TO DO
Using the data below, please return every line exactly as given.

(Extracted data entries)
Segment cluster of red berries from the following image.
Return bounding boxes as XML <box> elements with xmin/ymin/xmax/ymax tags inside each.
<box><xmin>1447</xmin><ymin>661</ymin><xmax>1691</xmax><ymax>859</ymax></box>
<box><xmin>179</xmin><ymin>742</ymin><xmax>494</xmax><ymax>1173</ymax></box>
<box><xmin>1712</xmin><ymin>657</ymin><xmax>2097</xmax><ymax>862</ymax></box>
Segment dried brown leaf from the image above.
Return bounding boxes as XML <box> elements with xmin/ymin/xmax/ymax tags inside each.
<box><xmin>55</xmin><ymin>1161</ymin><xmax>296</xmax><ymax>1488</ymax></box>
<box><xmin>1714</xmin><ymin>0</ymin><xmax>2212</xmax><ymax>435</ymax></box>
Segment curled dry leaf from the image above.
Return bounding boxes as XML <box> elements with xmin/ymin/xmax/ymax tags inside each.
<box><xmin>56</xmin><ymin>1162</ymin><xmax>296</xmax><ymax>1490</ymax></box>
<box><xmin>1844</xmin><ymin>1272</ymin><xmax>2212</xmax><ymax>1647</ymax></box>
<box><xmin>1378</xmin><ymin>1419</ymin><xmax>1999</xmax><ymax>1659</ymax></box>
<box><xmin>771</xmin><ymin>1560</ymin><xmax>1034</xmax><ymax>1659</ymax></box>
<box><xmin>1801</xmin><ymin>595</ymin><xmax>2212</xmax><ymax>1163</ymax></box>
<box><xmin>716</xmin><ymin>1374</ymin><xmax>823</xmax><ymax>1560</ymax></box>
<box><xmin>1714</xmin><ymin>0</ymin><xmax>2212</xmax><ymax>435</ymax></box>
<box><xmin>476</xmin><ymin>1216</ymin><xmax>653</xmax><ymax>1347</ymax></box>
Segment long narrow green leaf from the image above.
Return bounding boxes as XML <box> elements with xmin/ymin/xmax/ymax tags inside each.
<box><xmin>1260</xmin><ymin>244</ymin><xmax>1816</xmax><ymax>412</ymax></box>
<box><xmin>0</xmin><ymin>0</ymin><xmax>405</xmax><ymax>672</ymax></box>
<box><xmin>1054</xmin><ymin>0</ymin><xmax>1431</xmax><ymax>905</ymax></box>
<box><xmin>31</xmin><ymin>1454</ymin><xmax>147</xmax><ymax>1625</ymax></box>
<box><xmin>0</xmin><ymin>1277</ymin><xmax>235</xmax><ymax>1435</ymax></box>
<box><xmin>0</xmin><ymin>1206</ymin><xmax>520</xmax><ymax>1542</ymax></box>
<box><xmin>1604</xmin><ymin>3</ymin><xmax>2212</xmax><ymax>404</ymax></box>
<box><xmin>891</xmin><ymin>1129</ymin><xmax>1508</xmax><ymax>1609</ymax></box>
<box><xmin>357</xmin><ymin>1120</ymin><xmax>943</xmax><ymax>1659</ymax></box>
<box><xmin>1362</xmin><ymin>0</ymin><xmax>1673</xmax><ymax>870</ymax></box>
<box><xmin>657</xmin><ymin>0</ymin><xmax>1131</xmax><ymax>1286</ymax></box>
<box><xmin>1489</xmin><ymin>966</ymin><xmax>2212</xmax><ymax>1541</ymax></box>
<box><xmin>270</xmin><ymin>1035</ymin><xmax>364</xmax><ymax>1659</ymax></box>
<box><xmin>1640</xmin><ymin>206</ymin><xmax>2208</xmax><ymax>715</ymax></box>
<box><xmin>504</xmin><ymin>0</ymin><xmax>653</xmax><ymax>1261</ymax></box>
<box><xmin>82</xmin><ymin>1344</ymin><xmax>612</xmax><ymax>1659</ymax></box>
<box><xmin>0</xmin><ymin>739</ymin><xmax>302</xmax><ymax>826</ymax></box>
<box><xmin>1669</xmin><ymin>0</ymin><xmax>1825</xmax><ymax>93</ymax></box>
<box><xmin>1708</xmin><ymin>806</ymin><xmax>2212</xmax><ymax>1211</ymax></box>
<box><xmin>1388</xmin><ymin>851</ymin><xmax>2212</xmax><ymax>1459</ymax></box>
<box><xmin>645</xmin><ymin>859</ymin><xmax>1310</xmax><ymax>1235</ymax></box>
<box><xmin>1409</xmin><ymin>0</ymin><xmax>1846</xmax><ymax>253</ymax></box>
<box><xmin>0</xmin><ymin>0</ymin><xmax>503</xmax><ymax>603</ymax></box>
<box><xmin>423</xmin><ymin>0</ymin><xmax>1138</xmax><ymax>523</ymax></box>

SOLUTION FOR THIS TASK
Segment cluster of red berries from the following image.
Return bounding boxes as XML <box> elements with xmin/ymin/xmax/ymax tags inside each.
<box><xmin>1447</xmin><ymin>661</ymin><xmax>1691</xmax><ymax>859</ymax></box>
<box><xmin>179</xmin><ymin>742</ymin><xmax>494</xmax><ymax>1173</ymax></box>
<box><xmin>1712</xmin><ymin>657</ymin><xmax>2097</xmax><ymax>862</ymax></box>
Segment dried brown leaf from the image above.
Return bounding boxes as XML <box> elements with xmin/ymin/xmax/ymax tags inside each.
<box><xmin>55</xmin><ymin>1161</ymin><xmax>296</xmax><ymax>1488</ymax></box>
<box><xmin>1714</xmin><ymin>0</ymin><xmax>2212</xmax><ymax>435</ymax></box>
Segment curled dry leaf from the image above.
Return bounding boxes as XML <box> elements with xmin/ymin/xmax/ymax tags inside each.
<box><xmin>56</xmin><ymin>1162</ymin><xmax>296</xmax><ymax>1490</ymax></box>
<box><xmin>1844</xmin><ymin>1272</ymin><xmax>2212</xmax><ymax>1647</ymax></box>
<box><xmin>1378</xmin><ymin>1419</ymin><xmax>1999</xmax><ymax>1659</ymax></box>
<box><xmin>771</xmin><ymin>1560</ymin><xmax>1034</xmax><ymax>1659</ymax></box>
<box><xmin>1801</xmin><ymin>595</ymin><xmax>2212</xmax><ymax>1163</ymax></box>
<box><xmin>716</xmin><ymin>1374</ymin><xmax>823</xmax><ymax>1560</ymax></box>
<box><xmin>1714</xmin><ymin>0</ymin><xmax>2212</xmax><ymax>435</ymax></box>
<box><xmin>476</xmin><ymin>1216</ymin><xmax>653</xmax><ymax>1347</ymax></box>
Segment long narrow green leaf from the image above.
Return bounding boxes as XML <box> elements with xmin/ymin/xmax/ymax tags inside each.
<box><xmin>1260</xmin><ymin>244</ymin><xmax>1816</xmax><ymax>412</ymax></box>
<box><xmin>0</xmin><ymin>0</ymin><xmax>405</xmax><ymax>672</ymax></box>
<box><xmin>1054</xmin><ymin>0</ymin><xmax>1431</xmax><ymax>905</ymax></box>
<box><xmin>31</xmin><ymin>1454</ymin><xmax>147</xmax><ymax>1625</ymax></box>
<box><xmin>0</xmin><ymin>1277</ymin><xmax>235</xmax><ymax>1435</ymax></box>
<box><xmin>0</xmin><ymin>1206</ymin><xmax>520</xmax><ymax>1542</ymax></box>
<box><xmin>1604</xmin><ymin>3</ymin><xmax>2212</xmax><ymax>404</ymax></box>
<box><xmin>891</xmin><ymin>1129</ymin><xmax>1508</xmax><ymax>1609</ymax></box>
<box><xmin>357</xmin><ymin>1120</ymin><xmax>943</xmax><ymax>1659</ymax></box>
<box><xmin>1362</xmin><ymin>0</ymin><xmax>1673</xmax><ymax>870</ymax></box>
<box><xmin>657</xmin><ymin>0</ymin><xmax>1131</xmax><ymax>1286</ymax></box>
<box><xmin>1489</xmin><ymin>966</ymin><xmax>2212</xmax><ymax>1541</ymax></box>
<box><xmin>270</xmin><ymin>1035</ymin><xmax>364</xmax><ymax>1659</ymax></box>
<box><xmin>1640</xmin><ymin>206</ymin><xmax>2208</xmax><ymax>715</ymax></box>
<box><xmin>504</xmin><ymin>0</ymin><xmax>653</xmax><ymax>1261</ymax></box>
<box><xmin>82</xmin><ymin>1344</ymin><xmax>612</xmax><ymax>1659</ymax></box>
<box><xmin>0</xmin><ymin>739</ymin><xmax>302</xmax><ymax>826</ymax></box>
<box><xmin>1669</xmin><ymin>0</ymin><xmax>1825</xmax><ymax>93</ymax></box>
<box><xmin>1708</xmin><ymin>806</ymin><xmax>2212</xmax><ymax>1211</ymax></box>
<box><xmin>1388</xmin><ymin>851</ymin><xmax>2212</xmax><ymax>1459</ymax></box>
<box><xmin>645</xmin><ymin>859</ymin><xmax>1310</xmax><ymax>1235</ymax></box>
<box><xmin>1409</xmin><ymin>0</ymin><xmax>1846</xmax><ymax>253</ymax></box>
<box><xmin>0</xmin><ymin>0</ymin><xmax>503</xmax><ymax>603</ymax></box>
<box><xmin>423</xmin><ymin>0</ymin><xmax>1138</xmax><ymax>523</ymax></box>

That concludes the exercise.